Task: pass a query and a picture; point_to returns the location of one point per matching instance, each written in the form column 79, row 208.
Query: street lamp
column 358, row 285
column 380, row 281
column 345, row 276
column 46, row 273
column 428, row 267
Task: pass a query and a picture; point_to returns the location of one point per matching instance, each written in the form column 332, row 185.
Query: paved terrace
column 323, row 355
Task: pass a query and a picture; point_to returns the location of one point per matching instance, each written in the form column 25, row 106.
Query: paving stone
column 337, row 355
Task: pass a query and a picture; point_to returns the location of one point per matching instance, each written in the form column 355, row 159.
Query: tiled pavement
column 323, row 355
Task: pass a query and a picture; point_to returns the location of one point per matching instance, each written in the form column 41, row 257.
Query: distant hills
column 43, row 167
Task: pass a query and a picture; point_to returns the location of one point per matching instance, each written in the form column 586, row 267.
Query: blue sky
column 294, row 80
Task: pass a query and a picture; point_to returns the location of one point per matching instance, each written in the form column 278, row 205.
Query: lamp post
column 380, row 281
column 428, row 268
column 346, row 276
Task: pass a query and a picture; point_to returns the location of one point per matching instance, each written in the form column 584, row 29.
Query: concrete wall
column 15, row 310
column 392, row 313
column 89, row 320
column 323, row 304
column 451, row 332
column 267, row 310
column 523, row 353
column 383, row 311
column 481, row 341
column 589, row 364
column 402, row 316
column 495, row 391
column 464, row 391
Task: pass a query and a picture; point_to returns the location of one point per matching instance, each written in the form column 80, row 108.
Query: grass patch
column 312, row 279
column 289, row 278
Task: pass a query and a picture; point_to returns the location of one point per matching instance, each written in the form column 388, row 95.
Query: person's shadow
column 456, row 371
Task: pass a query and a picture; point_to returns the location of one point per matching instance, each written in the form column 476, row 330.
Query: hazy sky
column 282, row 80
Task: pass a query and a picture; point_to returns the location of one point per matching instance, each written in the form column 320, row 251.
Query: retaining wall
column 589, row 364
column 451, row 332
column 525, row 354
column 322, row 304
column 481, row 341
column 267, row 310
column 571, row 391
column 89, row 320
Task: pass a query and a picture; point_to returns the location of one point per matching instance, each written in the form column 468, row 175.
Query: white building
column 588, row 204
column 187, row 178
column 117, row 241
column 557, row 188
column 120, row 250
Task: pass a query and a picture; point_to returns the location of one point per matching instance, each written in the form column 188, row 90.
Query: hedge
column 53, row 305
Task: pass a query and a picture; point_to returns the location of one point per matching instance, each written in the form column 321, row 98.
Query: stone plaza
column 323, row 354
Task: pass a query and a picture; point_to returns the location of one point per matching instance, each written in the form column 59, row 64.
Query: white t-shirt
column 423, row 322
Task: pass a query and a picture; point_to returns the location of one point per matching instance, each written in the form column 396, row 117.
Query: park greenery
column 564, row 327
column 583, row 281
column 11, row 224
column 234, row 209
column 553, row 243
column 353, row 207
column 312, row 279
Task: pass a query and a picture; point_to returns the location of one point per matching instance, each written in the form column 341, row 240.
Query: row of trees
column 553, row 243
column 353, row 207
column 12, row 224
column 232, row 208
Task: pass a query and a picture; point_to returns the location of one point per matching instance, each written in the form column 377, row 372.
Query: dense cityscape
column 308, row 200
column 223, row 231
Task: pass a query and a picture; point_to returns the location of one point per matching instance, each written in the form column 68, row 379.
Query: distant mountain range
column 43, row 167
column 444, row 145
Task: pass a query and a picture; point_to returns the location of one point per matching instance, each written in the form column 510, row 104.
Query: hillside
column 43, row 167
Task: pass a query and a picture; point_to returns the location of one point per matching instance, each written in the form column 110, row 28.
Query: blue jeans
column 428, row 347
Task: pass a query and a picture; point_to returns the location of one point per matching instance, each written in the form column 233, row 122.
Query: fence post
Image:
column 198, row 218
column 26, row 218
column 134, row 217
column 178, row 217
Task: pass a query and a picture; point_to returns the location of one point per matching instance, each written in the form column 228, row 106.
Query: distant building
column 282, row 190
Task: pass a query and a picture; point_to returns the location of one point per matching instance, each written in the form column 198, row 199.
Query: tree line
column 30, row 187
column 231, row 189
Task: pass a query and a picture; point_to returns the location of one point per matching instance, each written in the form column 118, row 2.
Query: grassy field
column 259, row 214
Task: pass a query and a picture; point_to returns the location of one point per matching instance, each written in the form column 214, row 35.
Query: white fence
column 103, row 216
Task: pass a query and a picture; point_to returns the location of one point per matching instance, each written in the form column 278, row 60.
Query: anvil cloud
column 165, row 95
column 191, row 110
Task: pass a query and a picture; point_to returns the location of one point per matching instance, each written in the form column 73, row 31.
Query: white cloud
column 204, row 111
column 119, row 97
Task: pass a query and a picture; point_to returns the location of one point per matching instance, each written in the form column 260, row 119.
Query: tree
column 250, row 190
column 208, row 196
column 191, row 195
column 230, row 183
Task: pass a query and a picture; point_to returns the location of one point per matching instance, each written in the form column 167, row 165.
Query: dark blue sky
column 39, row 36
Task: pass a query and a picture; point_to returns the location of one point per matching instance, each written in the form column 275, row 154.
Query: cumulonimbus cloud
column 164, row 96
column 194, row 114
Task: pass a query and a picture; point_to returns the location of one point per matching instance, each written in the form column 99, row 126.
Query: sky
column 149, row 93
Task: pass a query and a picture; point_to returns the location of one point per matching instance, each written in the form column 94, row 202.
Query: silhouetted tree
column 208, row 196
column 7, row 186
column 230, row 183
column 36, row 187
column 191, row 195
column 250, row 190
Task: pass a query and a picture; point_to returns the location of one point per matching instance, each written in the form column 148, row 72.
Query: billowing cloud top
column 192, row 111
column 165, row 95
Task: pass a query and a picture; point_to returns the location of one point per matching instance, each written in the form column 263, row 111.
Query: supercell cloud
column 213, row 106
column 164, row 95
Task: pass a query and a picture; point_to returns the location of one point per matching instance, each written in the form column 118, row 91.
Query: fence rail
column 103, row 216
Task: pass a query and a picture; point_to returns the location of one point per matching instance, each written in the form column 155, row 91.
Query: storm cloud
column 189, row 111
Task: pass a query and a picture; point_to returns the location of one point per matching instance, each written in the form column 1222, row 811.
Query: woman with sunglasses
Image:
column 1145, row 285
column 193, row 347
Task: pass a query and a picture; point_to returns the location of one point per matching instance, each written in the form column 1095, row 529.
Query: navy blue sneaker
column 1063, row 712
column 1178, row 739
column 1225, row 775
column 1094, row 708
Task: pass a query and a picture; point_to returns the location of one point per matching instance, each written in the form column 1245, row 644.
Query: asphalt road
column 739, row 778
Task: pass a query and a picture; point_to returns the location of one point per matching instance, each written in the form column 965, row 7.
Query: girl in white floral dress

====

• Your goal:
Each line above is to be set down again verbatim.

• Task output:
Task: pass a query and a picture; point_to returns the location of one point per matching instance, each written in the form column 79, row 208.
Query: street lamp
column 358, row 285
column 380, row 281
column 345, row 276
column 46, row 273
column 428, row 267
Task: pass a query and a picture; point_to returns the location of one point per matching instance, each written in the form column 332, row 185.
Query: paved terrace
column 323, row 355
Task: pass a query and a picture; point_to returns the location of one point per matching instance, each written in the form column 25, row 106.
Query: paving stone
column 337, row 355
Task: pass a query and a picture; point_to returns the location of one point per matching instance, each written in the form column 355, row 159.
Query: tiled pavement
column 323, row 355
Task: pass a query and a picture; point_to returns the location of one point per matching instance, each written in the form column 41, row 257.
Query: distant hills
column 43, row 167
Task: pass a query and a picture; point_to returns the location of one point per matching instance, each written in the form column 586, row 267.
Query: blue sky
column 294, row 80
Task: pass a query and a picture; point_to returns the location of one point per matching instance, each written in the form column 278, row 205.
Query: lamp post
column 380, row 281
column 428, row 268
column 346, row 276
Task: pass a query and a picture; point_to returns the location of one point per matching instance, each written in the form column 584, row 29.
Query: concrete wall
column 15, row 310
column 392, row 313
column 89, row 320
column 323, row 304
column 451, row 332
column 267, row 310
column 523, row 353
column 383, row 311
column 481, row 341
column 589, row 364
column 402, row 316
column 495, row 391
column 464, row 391
Task: pass a query and a picture; point_to returns the location of one point per matching instance, each written in the form column 80, row 108.
Query: grass patch
column 312, row 279
column 289, row 278
Task: pass a query and a picture; point_to returns the location of one point per matching instance, each written in the form column 388, row 95.
Query: person's shadow
column 456, row 371
Task: pass a query and a picture; point_to returns the location of one point per matching instance, each written in the form column 476, row 330.
Query: hazy sky
column 282, row 80
Task: pass a query and a picture; point_to returns the location of one point per matching instance, each written in the form column 320, row 251.
Query: retaining wall
column 589, row 364
column 451, row 332
column 525, row 354
column 322, row 304
column 481, row 341
column 267, row 310
column 571, row 391
column 89, row 320
Task: pass a query and a picture; point_to returns the location of one point per matching instance, each written in the form column 468, row 175.
Query: white building
column 588, row 204
column 187, row 178
column 117, row 241
column 557, row 188
column 120, row 250
Task: pass a query and a picture; point_to returns the location of one point per matching instance, each written in the form column 188, row 90.
Query: hedge
column 53, row 305
Task: pass a query and a picture; point_to returns the location of one point per matching instance, each written in the form column 321, row 98.
Query: stone plaza
column 323, row 354
Task: pass a query and a picture; point_to returns the location of one point per matching instance, each written in the form column 59, row 64.
Query: white t-shirt
column 423, row 322
Task: pass a query and a picture; point_to returns the location of one point per matching instance, each written in the form column 396, row 117.
Query: park greenery
column 564, row 327
column 583, row 281
column 11, row 224
column 234, row 209
column 553, row 243
column 353, row 207
column 312, row 279
Task: pass a query and a picture; point_to returns the location of one point per matching instance, each written in the form column 341, row 240.
Query: row of trees
column 553, row 243
column 353, row 207
column 12, row 224
column 232, row 208
Task: pass a query and a picture; point_to returns the location of one point per matching instance, each written in the form column 377, row 372.
Query: dense cityscape
column 308, row 200
column 223, row 231
Task: pass a query and a picture; point_to returns the location of one point per matching instance, each written in the form column 68, row 379.
Query: distant mountain range
column 43, row 167
column 444, row 145
Task: pass a query and a picture; point_to returns the location of one point per matching instance, each written in the form column 510, row 104.
Query: hillside
column 43, row 167
Task: pass a query and a picture; point_to returns the location of one point per matching instance, each written in the form column 110, row 28.
Query: blue jeans
column 428, row 347
Task: pass a query and a picture; point_to returns the location of one point per matching instance, each written in the form column 233, row 122.
Query: fence post
Image:
column 198, row 218
column 26, row 218
column 134, row 217
column 178, row 217
Task: pass a query and a picture; point_to returns the location of one point per matching instance, each written in the form column 228, row 106.
Query: distant building
column 282, row 190
Task: pass a query and a picture; point_to returns the location of one point per matching instance, each written in the form column 198, row 199.
Query: tree line
column 30, row 187
column 231, row 189
Task: pass a query and a picture; point_to returns the location of one point per matching instance, each written in the form column 118, row 2.
Query: grassy field
column 259, row 214
Task: pass a query and a picture; point_to returns the location of one point per matching instance, each written in the form column 214, row 35.
Query: white fence
column 103, row 216
Task: pass a query and a picture; point_to returns the location of one point per matching instance, each written in the form column 278, row 60.
Query: anvil cloud
column 165, row 95
column 191, row 110
Task: pass a query and a picture; point_to returns the location of one point per matching instance, each written in the form column 73, row 31.
Query: white cloud
column 204, row 111
column 119, row 97
Task: pass a query and a picture; point_to returns the location of one point per matching instance, each written in the form column 260, row 119.
Query: tree
column 250, row 190
column 208, row 196
column 191, row 195
column 230, row 183
Task: pass a query and a picture; point_to returns the location of one point per matching instance, each written in the form column 167, row 165.
Query: dark blue sky
column 39, row 36
Task: pass a query and a picture; point_to returns the location of one point per matching instance, each written in the form column 275, row 154.
Query: cumulonimbus cloud
column 164, row 96
column 194, row 114
Task: pass a query and a picture; point_to returns the location of one point per matching instance, each written in the form column 99, row 126.
Query: sky
column 149, row 93
Task: pass a query and a picture; point_to returns the location of one point per matching instance, each written in the form column 94, row 202.
Query: silhouetted tree
column 208, row 196
column 7, row 186
column 230, row 183
column 36, row 187
column 191, row 195
column 250, row 190
Task: pass a query and a picture; point_to returns the location of one point per matching instance, each written in the form column 148, row 72.
Query: billowing cloud top
column 192, row 111
column 165, row 95
Task: pass a query and a picture; point_to returns the location of one point per matching instance, each written in the form column 263, row 111.
Query: supercell cloud
column 213, row 106
column 164, row 95
Task: pass a query and a picture; point_to returns the location of one point per matching instance, each written in the form column 118, row 91.
Query: fence rail
column 103, row 216
Task: pass a query and a picture; point_to returns the location of one point per matching instance, each written in the form column 155, row 91.
Query: storm cloud
column 189, row 111
Task: pass a query and a picture; point_to returns the location of one point per matching instance, each written in the form column 1222, row 811.
Query: woman with sunglasses
Image:
column 1145, row 285
column 193, row 347
Task: pass a query and a picture; point_to returns the location of one point per matching instance, each written in the form column 1095, row 529.
Query: navy blue sneaker
column 1063, row 712
column 1178, row 739
column 1225, row 775
column 1094, row 708
Task: pass a query and a picture; point_to returns the location of one point per matching instance, each written in the form column 1245, row 644.
Query: asphalt road
column 739, row 778
Task: pass a query and a picture; point_to returns the location of one point per matching instance, each written in the form column 965, row 7.
Query: girl in white floral dress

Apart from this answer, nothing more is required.